[Start Data provided]

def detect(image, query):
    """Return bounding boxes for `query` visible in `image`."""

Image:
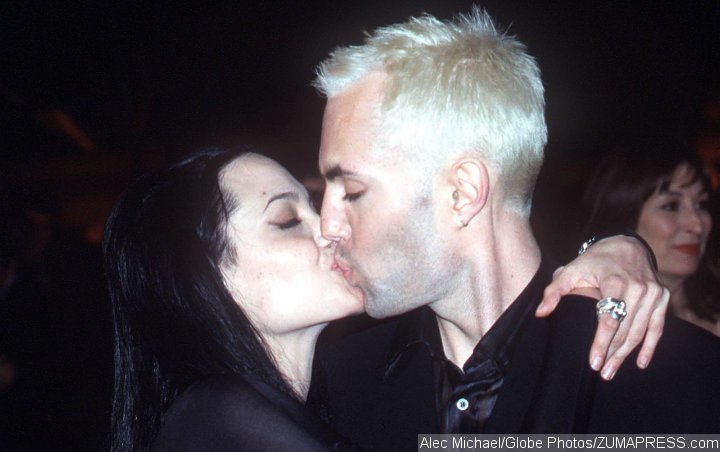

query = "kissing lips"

[332,259,351,282]
[673,243,700,256]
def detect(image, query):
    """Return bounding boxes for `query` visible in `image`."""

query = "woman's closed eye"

[660,201,680,212]
[274,217,302,229]
[343,191,365,202]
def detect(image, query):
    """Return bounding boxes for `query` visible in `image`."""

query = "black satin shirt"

[386,260,552,434]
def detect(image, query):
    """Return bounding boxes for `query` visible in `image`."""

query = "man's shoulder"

[319,311,419,361]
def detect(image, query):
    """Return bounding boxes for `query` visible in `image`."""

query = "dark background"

[5,0,720,241]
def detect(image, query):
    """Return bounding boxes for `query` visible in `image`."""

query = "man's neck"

[430,217,541,368]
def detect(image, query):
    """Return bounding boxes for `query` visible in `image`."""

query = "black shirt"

[386,264,552,433]
[152,375,356,452]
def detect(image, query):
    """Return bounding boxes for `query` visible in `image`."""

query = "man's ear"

[450,158,490,227]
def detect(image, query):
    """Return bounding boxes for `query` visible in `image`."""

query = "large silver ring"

[595,297,627,322]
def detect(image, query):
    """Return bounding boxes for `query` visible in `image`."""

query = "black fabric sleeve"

[152,379,329,451]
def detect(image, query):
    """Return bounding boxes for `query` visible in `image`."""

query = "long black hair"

[103,149,291,451]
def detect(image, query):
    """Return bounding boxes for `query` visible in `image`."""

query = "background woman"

[585,136,720,336]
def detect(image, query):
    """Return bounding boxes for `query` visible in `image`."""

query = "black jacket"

[311,296,720,450]
[152,376,351,452]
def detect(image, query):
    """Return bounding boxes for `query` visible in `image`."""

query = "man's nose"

[320,196,351,241]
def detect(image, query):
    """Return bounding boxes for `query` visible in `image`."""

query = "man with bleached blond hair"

[314,8,720,450]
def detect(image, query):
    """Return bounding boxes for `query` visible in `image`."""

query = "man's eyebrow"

[324,165,357,181]
[263,191,300,212]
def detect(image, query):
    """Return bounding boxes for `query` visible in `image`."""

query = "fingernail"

[602,367,615,381]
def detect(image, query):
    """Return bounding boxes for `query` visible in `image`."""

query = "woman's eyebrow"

[263,191,300,212]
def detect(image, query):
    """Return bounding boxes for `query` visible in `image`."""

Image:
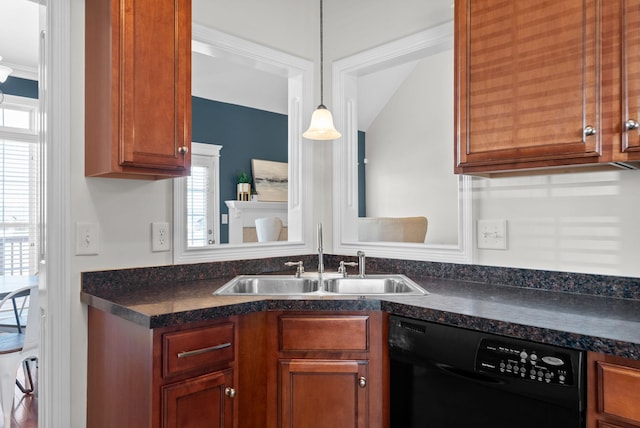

[End Data provided]

Problem statement: Please copy out every one of the lines above word for word, leaving out the pictures.

Response to this task:
def detect(image, query):
    """Return bounding boxes for `query` visible in `image`."""

Image:

query = "kissing lips"

[332,259,351,282]
[673,243,700,256]
def detect(image, query):
    """Return bounding boxes for `query` visible in `image`."""

query = "woman's closed eye"

[660,201,680,212]
[274,217,302,229]
[343,191,365,202]
def detect(image, query):
    """Return bounding boxes for `query` visible in `image`."""

query = "black satin shirt"

[386,260,552,434]
def detect(image, query):
    """Return bounding boxes for `query` visible in `image`."""

query = "man's shoulder"

[319,311,419,361]
def detect(image, query):
    """Return bounding boxes for `query` visible in `image`."""

query = "dark background"

[5,0,720,241]
def detect(image, query):
    """Return bounding boxes for `query` visible in `image`."""

query = "man's neck"

[430,217,541,368]
def detect(image, query):
    """Return bounding boxes for `query` visible in `image`."""

query = "black shirt"

[386,264,552,433]
[152,375,356,452]
def detect(image, query):
    """Return bounding boxes for `query` visible in `image`."""

query = "man's ear"

[450,158,490,227]
def detect(image, query):
    """Return bounding boxes for `query` visible in `image`."""

query = "large silver ring"

[595,297,627,322]
def detect(image, query):
    """Return bounding boxes for `query` visible in `image`."""

query = "black fabric sleeve"

[152,379,329,451]
def detect(image, query):
    """Return bounding boxes for `query` visible in `image`."""

query = "long black hair"

[103,149,291,451]
def detect(image, query):
    """Return bounding boxes for `query` visible in `image`."""

query = "background woman"

[585,136,720,336]
def detect(image, query):
    """Return bounding boxes for `query` visible in `image`."""

query = "black jacket"

[311,296,720,450]
[152,376,351,452]
def detect(image, query):
    """Return bounding boxes for `query` visible in `image`."""

query = "man's nose"

[320,196,351,241]
def detect(image, query):
    """Return bounding boxes for `query` visible in `image`."""

query = "man with bleached blond hair"

[314,8,720,450]
def detect(image, query):
    """Return bounding boxes for `query` visible in `image`."""

query = "man's eyebrow"

[324,165,357,181]
[263,191,300,212]
def detect(image, query):
    """Return bounding boxes for `query` visible in `image`."""

query = "fingernail"

[602,367,615,381]
def detect(image, query):
    """Return bounding boxes for `query` visible in `image`."""

query = "woman's eyebrow"

[263,191,300,212]
def detect(image, query):
    """Return bounding boxes for `query` visible in `image`."""

Image:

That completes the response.